- [SHORT EXERCISE]
Please reproduce all of the rows below word for word, keeping every line in its original order.
....................
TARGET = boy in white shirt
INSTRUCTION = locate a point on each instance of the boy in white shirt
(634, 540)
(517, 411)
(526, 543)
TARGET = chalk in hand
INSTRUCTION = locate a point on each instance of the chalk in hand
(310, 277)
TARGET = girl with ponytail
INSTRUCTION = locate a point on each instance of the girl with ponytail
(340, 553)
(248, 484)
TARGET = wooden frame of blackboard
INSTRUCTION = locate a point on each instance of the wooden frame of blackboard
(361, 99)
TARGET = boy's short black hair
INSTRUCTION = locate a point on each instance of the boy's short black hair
....................
- [EXERCISE OUTPUT]
TARGET = boy in white shirt
INSTRUCTION = locate a point on each instance of the boy in white shirt
(634, 540)
(517, 411)
(526, 543)
TARGET = chalk in hand
INSTRUCTION = locate a point on each instance of the chalk in hand
(310, 277)
TARGET = girl with ponytail
INSTRUCTION = locate a point on each instance of the girl with ponytail
(340, 553)
(248, 484)
TARGET = wooden frame of blackboard
INSTRUCTION = locate a point on each instance of the wooden frame of blackboard
(361, 99)
TARGET = boy's short black hair
INSTRUCTION = locate a point on each instance of the boy's short black hair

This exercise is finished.